— start THE DATA —
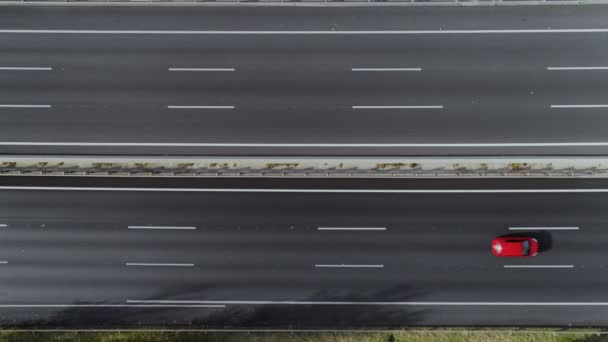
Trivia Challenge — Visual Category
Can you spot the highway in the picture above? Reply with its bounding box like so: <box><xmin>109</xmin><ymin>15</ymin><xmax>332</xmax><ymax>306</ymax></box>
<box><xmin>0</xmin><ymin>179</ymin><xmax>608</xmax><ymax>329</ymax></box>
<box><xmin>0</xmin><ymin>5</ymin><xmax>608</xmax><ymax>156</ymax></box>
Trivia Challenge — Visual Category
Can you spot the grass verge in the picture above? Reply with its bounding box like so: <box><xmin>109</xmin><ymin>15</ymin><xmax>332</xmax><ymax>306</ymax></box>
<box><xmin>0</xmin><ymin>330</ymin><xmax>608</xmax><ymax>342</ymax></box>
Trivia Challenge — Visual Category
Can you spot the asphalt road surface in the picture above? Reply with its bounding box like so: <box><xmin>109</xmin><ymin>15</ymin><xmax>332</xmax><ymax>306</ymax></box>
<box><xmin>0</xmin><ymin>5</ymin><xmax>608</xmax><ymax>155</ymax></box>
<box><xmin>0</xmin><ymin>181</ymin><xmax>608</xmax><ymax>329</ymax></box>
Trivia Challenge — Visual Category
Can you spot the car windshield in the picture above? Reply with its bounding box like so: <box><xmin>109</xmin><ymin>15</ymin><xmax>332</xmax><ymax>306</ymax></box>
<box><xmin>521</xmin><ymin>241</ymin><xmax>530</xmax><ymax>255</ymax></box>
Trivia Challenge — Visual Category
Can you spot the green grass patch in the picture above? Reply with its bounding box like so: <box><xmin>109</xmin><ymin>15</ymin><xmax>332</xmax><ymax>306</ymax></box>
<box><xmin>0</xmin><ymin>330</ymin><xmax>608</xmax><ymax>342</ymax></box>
— end THE DATA —
— start THE DATA —
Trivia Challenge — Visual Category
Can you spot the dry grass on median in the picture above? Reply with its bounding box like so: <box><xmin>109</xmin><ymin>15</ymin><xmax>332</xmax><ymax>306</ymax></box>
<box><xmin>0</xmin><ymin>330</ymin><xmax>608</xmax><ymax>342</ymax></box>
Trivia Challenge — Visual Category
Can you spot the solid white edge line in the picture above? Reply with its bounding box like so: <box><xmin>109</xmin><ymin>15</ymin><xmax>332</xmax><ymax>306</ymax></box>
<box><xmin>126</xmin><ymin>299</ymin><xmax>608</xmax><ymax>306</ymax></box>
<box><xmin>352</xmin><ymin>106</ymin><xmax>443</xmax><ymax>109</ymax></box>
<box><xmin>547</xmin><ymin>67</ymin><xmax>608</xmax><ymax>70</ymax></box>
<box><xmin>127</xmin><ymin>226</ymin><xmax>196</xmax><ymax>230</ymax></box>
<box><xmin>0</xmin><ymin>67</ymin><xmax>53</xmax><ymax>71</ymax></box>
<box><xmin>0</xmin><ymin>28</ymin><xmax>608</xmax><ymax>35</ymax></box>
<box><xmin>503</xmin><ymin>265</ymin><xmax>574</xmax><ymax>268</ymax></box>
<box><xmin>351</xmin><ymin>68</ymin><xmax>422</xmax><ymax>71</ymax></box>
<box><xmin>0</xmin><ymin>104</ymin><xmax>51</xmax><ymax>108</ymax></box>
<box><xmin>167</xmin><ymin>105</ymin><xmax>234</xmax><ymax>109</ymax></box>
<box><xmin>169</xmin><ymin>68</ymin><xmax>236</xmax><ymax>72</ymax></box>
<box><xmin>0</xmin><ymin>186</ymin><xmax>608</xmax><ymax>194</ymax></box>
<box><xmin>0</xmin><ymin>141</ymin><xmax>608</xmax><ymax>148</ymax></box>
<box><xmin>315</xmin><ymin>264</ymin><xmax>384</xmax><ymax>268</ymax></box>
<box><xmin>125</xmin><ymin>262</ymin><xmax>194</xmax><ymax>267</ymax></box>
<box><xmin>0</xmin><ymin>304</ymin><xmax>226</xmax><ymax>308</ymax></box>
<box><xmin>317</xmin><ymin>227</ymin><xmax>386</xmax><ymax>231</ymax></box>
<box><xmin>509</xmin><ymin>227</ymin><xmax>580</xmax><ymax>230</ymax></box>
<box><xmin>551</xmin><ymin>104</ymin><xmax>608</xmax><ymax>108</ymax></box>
— end THE DATA —
JOB
Report how many of the lines above contain the string "grass", treating uppercase and lowercase letters as distinct. Give only the number.

FINISHED EXERCISE
3